▶ **TASK ITEM**: Give every entry below again, exactly as written, and skip the images.

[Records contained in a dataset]
= = = = =

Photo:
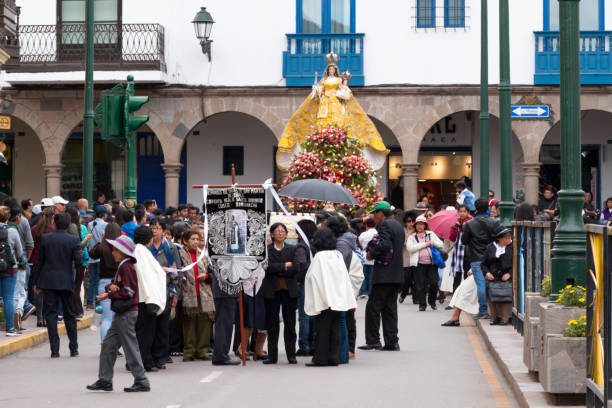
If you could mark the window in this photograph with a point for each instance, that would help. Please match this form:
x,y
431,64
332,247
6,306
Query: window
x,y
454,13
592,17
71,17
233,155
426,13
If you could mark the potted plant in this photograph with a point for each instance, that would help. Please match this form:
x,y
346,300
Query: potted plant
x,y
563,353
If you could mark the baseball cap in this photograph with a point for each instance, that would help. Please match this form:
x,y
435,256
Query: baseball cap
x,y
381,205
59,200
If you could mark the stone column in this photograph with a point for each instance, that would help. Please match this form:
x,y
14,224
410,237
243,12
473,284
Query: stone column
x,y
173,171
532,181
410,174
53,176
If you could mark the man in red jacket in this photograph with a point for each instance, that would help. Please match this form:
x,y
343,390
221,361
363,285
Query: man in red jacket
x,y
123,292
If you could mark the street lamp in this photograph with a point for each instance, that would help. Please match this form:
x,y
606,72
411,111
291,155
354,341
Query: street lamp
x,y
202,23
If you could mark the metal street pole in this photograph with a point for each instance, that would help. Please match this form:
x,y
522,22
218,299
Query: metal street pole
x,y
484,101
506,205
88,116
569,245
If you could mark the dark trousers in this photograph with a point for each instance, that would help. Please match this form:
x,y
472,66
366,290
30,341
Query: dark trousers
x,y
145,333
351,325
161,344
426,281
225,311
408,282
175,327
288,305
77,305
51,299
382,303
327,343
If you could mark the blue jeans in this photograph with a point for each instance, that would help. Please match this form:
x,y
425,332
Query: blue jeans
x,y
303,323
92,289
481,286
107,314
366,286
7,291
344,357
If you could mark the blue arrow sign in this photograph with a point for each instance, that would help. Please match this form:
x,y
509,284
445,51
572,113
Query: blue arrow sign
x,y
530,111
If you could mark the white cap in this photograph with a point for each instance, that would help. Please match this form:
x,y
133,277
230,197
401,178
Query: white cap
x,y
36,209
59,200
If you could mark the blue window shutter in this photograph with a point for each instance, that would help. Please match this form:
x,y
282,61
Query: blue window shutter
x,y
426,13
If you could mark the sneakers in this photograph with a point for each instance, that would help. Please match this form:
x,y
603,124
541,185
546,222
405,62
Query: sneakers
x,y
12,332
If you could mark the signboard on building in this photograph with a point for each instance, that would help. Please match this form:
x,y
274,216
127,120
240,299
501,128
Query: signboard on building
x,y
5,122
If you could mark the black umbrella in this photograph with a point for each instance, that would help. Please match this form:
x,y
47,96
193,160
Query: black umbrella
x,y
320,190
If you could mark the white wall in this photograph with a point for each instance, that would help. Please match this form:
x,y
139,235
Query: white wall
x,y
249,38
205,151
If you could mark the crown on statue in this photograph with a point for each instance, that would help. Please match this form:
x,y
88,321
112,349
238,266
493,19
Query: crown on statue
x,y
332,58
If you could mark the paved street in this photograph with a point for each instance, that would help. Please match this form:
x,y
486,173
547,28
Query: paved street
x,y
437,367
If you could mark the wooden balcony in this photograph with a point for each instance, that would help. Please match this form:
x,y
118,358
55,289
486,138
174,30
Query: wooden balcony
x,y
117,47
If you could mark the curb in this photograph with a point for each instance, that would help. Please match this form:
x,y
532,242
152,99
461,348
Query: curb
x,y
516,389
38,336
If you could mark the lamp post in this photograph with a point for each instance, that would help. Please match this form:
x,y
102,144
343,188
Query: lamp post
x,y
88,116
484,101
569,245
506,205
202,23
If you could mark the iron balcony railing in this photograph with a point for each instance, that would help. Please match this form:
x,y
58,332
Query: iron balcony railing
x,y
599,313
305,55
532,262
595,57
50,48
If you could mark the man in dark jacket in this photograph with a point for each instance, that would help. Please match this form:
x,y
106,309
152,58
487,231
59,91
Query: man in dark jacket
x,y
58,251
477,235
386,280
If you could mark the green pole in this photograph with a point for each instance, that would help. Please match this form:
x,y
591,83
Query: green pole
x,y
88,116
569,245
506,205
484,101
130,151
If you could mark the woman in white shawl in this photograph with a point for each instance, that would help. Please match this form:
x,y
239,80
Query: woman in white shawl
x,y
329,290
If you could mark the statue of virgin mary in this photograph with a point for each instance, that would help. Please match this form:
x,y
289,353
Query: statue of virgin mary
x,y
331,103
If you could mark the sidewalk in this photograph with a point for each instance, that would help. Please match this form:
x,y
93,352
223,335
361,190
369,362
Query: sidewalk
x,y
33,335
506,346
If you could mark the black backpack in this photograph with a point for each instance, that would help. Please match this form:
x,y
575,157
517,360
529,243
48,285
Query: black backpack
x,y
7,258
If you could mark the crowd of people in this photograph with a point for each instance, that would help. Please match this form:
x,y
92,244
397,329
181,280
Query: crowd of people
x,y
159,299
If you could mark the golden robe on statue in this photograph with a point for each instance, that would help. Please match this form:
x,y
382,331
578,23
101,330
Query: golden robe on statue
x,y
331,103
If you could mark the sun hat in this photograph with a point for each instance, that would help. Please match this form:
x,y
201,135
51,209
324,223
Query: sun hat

= = = = =

▶ **WRITTEN SOLUTION**:
Photo:
If you could mark the window in this photograph with a point for each instance, that would help. Please match this form:
x,y
431,64
332,247
6,306
Query: window
x,y
454,13
592,17
71,17
233,155
426,13
If you could mark the potted plant in this photograph with a point for each instance, that would help. Please match this form:
x,y
346,300
Query: potted plant
x,y
563,353
If you could mark the baseball cap in this photograph with a point for each instance, that would help. Please match this form:
x,y
435,256
Query: baseball cap
x,y
381,205
59,200
If you could mark the stone column in this photograph with a point for each instance, that would help. Please match this form:
x,y
14,224
410,237
243,12
473,284
Query: stone column
x,y
173,171
532,181
410,174
53,176
If you could mark the man in red jacket in this photograph with a point for each instance, that would help. Please match this form:
x,y
343,390
221,361
363,285
Query: man in red jacket
x,y
123,292
If you could mark the street lamp in this photograph with a point for each instance, that would help. Please match this form:
x,y
606,72
411,111
291,155
354,341
Query: street lamp
x,y
202,23
If you could mark the metal street pole in this photograph with a point for each instance, that would help. Please match this form:
x,y
522,22
218,299
Query: metal street pole
x,y
484,101
506,205
88,116
569,245
If you could mark the dark trousers in this photograph with a point for each instance, that would help. Please match this form:
x,y
472,66
366,290
30,341
Query: dark trousers
x,y
145,333
351,325
161,344
426,281
225,311
408,282
175,327
288,305
77,305
51,299
382,303
327,343
If you could mark the blue jeans in this photograph with a point for each instance, that would help. Please match this form:
x,y
425,332
Query: blue jeans
x,y
303,323
92,289
481,286
107,314
366,286
7,291
344,357
If you could mark the blue arrow sign in this photograph with a point for each instance, that would help. Please match this form:
x,y
509,284
445,51
572,113
Query: blue arrow sign
x,y
530,111
If you could mark the white cap in this photograph with a point for each instance, that would help. Please match this form:
x,y
133,277
230,197
401,178
Query: white cap
x,y
36,209
59,200
If you could mark the blue window shutter in this photograph with a point for each instance, that would help. Please match this form:
x,y
282,61
Query: blue window shutter
x,y
426,13
If you could mark the sneakers in this photograph with a point for each instance, that would help. Please match this form:
x,y
603,124
541,185
546,222
405,62
Query: sneakers
x,y
12,332
If you could mark the signboard on building in this photograph with a point for each instance, that would help. Please match this form:
x,y
274,216
127,120
240,299
501,128
Query: signboard on building
x,y
5,122
If you could mark the black umbrella in this photograph with a point for each instance, that would help. Please match this form:
x,y
47,96
193,160
Query: black umbrella
x,y
320,190
If you could mark the white wall in this photograph with a point for each instance, that would help. Please match this form:
x,y
139,235
Query: white wall
x,y
249,38
205,151
If you could mark the crown on statue in this photograph with a point for each instance, that would help. Please match this form:
x,y
88,321
112,349
238,266
493,19
Query: crown on statue
x,y
332,58
If you could mark the paved street in this photograph with a point for each instance, that would help. Please match this form:
x,y
486,173
547,28
Query: paved street
x,y
437,367
If you could mark the wooden balcony in this photograph with a point for each instance, that would help. Please match this form:
x,y
118,358
55,289
486,138
174,30
Query: wooden balcony
x,y
117,47
If you could mark the curb in this photograph with a point for each instance, that would help. Please match this form:
x,y
532,242
152,99
461,348
Query: curb
x,y
516,389
38,336
If you could mark the lamp post in this photograph with a point for each instance, that would help. Please match this form:
x,y
102,144
343,188
Query: lamp post
x,y
88,116
484,101
569,245
506,205
202,23
If you could mark the iron balcony railing in this photograph with a point for each instance, that would help. Please match this form:
x,y
58,332
Query: iron balcony railing
x,y
599,313
305,55
532,262
595,57
50,48
If you could mark the man in dark jacket in this photograph with a point for each instance, that would help. Please match this form:
x,y
106,309
152,58
487,231
59,91
Query: man in dark jacket
x,y
58,251
477,235
386,280
If you could mark the green pole in this photograph with a point for each instance, that would help. Please match this form:
x,y
591,83
Query: green pole
x,y
88,116
569,245
506,205
484,101
130,151
If you could mark the woman in white shawl in this photograph with a point for each instance, that would help. Please match this form:
x,y
239,80
Query: woman in white shawl
x,y
329,290
If you could mark the statue of virgin mary in this photograph with a point for each instance, that would help. Please match this form:
x,y
289,353
Query: statue of virgin mary
x,y
331,103
If you could mark the sidewalk in this photograph with a point for each instance, that would help. Please match this form:
x,y
93,352
223,335
361,190
369,362
Query: sidewalk
x,y
33,335
506,346
If you could mark the black backpack in this photograph with a point for each instance, that would help. Please match this form:
x,y
575,157
517,360
529,243
48,285
Query: black backpack
x,y
7,258
If you could mark the crowd of people in this photograph with a point for each instance, that would help. Please match this form:
x,y
92,244
397,329
181,280
Query: crowd of people
x,y
159,299
If you could mark the golden robe on statue in this photograph with a point for each instance, that would help. Please match this form:
x,y
382,331
578,23
101,330
Query: golden robe on statue
x,y
331,103
If you could mark the sun hat in this photograph with a point for each instance, that would help. Please match this form:
x,y
201,135
51,209
324,223
Query: sun hat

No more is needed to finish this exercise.